◆ Given records
++++++++
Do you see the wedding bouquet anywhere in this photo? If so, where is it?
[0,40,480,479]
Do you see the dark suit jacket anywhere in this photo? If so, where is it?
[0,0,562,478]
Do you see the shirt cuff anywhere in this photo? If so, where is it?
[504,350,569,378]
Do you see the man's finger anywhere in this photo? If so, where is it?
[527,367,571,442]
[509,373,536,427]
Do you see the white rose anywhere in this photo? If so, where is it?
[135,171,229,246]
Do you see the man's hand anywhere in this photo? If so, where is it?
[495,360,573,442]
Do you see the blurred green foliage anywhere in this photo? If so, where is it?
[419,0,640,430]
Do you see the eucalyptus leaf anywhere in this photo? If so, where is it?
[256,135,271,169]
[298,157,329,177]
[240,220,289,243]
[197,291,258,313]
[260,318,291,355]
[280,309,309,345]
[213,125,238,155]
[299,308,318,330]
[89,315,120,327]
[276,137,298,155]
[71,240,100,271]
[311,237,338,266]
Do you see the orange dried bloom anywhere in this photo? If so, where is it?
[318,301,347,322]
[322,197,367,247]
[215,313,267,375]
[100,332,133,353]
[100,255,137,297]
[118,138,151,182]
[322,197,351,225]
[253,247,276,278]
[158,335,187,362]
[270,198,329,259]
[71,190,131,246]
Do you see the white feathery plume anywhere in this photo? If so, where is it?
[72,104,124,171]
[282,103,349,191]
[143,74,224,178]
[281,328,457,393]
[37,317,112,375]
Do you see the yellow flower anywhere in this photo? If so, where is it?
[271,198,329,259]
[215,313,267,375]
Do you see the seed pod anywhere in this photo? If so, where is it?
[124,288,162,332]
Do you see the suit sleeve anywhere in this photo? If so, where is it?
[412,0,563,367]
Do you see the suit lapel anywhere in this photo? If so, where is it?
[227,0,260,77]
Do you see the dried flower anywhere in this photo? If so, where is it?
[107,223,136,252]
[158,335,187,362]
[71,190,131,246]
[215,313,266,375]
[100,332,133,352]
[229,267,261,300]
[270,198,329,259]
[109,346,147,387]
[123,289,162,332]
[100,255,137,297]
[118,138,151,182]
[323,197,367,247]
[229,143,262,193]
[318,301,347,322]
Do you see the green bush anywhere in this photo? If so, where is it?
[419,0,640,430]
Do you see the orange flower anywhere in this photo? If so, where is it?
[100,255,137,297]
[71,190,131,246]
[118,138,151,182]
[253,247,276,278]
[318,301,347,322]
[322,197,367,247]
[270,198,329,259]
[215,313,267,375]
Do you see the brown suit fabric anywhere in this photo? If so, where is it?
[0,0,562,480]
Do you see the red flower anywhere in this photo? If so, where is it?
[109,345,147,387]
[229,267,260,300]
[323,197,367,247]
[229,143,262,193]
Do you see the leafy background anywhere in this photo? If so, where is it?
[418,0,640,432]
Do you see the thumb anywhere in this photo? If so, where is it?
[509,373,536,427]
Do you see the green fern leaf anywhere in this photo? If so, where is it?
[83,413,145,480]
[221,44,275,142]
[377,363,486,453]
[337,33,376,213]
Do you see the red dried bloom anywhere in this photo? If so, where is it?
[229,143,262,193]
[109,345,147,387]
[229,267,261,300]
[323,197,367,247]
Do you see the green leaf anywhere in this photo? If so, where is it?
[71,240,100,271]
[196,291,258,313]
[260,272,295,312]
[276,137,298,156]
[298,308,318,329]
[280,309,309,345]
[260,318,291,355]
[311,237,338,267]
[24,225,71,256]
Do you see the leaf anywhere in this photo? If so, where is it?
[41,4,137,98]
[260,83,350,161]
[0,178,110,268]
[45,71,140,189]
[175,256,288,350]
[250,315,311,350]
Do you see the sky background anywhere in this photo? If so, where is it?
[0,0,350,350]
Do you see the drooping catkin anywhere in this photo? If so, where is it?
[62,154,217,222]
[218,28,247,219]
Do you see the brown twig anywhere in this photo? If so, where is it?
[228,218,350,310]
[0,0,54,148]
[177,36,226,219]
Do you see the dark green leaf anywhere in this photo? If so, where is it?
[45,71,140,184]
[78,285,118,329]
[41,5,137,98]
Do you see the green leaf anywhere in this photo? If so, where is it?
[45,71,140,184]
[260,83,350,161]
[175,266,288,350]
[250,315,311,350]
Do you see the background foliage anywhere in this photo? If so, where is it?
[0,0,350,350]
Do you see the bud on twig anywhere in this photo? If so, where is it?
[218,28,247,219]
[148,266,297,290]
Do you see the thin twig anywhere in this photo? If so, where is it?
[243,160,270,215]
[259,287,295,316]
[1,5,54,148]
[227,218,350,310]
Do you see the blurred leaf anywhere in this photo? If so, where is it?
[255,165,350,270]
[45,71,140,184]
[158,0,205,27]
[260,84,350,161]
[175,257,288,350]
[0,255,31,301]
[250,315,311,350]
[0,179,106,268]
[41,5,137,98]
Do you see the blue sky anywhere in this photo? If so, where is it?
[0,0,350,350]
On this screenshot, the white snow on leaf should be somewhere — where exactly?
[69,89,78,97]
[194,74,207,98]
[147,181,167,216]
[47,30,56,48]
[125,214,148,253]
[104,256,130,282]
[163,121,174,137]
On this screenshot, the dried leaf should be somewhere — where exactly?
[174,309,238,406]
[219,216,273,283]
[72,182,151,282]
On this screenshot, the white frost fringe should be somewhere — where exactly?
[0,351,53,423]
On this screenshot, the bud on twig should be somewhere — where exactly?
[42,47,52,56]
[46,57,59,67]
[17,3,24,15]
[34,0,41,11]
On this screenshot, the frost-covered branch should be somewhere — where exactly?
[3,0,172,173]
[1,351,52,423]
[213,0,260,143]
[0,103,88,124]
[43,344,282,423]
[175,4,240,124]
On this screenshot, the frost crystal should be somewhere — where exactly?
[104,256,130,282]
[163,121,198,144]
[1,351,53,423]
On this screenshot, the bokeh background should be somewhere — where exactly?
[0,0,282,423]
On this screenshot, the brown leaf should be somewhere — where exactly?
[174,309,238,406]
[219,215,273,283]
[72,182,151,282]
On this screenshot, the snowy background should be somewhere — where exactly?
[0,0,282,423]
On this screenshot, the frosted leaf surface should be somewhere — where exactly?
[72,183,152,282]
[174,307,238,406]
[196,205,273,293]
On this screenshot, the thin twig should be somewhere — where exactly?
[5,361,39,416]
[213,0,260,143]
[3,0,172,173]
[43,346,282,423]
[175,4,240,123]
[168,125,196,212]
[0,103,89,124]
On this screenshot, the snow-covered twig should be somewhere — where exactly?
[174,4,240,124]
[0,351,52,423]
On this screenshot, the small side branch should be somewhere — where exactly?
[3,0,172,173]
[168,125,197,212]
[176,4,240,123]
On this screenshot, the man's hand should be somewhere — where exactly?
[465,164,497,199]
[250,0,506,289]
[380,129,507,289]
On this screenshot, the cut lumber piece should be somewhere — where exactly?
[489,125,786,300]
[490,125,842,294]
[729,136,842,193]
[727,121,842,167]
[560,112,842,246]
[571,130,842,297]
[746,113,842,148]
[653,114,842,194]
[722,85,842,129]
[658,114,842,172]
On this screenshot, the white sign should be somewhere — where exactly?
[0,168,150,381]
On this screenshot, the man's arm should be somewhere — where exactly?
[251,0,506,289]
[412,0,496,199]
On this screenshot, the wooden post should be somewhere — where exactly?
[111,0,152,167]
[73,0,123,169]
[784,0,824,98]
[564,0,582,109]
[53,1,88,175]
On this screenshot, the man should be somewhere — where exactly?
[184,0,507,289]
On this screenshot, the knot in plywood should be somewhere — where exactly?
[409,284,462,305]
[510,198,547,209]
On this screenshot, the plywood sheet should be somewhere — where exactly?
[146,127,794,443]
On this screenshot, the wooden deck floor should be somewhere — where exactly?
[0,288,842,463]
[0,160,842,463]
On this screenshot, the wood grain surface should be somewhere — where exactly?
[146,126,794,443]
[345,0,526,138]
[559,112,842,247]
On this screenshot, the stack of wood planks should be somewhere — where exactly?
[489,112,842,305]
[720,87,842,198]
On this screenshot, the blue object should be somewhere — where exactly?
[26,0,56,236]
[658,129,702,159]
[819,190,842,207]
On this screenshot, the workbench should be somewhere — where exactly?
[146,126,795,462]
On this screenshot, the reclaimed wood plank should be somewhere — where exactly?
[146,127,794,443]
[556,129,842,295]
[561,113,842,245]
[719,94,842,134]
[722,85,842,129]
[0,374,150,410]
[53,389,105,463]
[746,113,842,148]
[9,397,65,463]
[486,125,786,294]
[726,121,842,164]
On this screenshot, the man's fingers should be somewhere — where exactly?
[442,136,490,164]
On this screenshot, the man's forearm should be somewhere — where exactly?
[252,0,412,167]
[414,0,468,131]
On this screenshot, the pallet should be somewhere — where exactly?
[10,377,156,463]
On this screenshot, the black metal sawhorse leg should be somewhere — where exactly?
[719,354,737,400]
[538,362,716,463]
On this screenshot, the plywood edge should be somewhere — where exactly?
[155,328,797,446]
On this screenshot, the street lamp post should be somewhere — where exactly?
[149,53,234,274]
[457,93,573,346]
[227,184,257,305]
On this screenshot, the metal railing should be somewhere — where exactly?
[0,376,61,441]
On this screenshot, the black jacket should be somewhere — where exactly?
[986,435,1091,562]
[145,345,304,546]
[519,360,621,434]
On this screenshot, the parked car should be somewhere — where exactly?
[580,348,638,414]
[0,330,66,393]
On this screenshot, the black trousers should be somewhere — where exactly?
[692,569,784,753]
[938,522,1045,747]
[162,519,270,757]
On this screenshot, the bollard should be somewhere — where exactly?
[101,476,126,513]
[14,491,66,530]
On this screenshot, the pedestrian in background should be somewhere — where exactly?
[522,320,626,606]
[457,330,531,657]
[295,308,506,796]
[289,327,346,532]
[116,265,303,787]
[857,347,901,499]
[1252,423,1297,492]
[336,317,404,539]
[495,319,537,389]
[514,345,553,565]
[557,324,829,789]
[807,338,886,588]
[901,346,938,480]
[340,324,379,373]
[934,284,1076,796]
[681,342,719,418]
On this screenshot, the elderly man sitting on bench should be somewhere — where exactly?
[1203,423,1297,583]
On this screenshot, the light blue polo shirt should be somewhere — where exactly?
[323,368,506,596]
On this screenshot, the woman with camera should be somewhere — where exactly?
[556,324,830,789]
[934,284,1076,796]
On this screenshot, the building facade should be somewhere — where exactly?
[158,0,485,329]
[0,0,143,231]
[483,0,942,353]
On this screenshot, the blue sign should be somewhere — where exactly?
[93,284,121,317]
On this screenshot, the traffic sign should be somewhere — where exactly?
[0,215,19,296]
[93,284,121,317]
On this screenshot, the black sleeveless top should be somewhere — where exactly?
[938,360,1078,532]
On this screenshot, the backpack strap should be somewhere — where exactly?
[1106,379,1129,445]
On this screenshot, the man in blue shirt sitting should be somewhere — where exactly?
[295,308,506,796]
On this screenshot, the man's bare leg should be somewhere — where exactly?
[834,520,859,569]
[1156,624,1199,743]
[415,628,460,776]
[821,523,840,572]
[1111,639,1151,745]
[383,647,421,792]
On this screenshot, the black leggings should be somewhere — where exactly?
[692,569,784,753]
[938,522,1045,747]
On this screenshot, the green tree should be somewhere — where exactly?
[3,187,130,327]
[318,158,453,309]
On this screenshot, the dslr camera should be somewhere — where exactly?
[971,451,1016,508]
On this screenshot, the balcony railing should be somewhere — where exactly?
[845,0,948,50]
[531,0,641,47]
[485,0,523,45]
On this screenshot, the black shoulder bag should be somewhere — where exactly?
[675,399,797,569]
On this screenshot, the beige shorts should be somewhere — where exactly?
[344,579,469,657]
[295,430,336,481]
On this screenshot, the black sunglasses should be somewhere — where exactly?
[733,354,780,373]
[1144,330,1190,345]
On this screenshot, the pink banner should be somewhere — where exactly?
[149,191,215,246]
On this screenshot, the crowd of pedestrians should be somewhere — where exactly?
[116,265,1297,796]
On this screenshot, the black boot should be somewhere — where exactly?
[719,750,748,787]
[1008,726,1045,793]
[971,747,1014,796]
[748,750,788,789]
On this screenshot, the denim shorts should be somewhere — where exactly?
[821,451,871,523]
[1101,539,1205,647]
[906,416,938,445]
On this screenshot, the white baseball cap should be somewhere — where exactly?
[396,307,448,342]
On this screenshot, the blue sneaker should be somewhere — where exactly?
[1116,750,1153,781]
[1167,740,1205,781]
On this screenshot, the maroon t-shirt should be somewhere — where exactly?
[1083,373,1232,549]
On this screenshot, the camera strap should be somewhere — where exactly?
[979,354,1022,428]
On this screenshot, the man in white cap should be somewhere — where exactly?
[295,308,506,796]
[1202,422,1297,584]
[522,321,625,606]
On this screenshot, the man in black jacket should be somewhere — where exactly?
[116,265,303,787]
++++++++
◆ What the task asks
Reproduce the items that start at the line containing "On this screenshot, the frost crystal" and end at the line containing "[196,205,273,293]", swapping "brown leaf" for "withered leaf" and leaving everything else intact.

◆ Result for this task
On this screenshot, the frost crystal should be somewhere — where exactly?
[104,256,130,282]
[163,121,198,144]
[1,351,53,423]
On this screenshot, the bokeh background should be somewhere — where exactly?
[0,0,282,423]
On this screenshot, the withered leaf should be somewhere — where exactly?
[174,309,238,406]
[219,215,273,283]
[72,182,151,282]
On this screenshot, the snowy background should be somewhere — where exactly?
[0,0,282,423]
On this screenshot, the frosted leaf surface should be somewhere — where exactly?
[72,183,152,282]
[174,307,238,406]
[196,205,273,293]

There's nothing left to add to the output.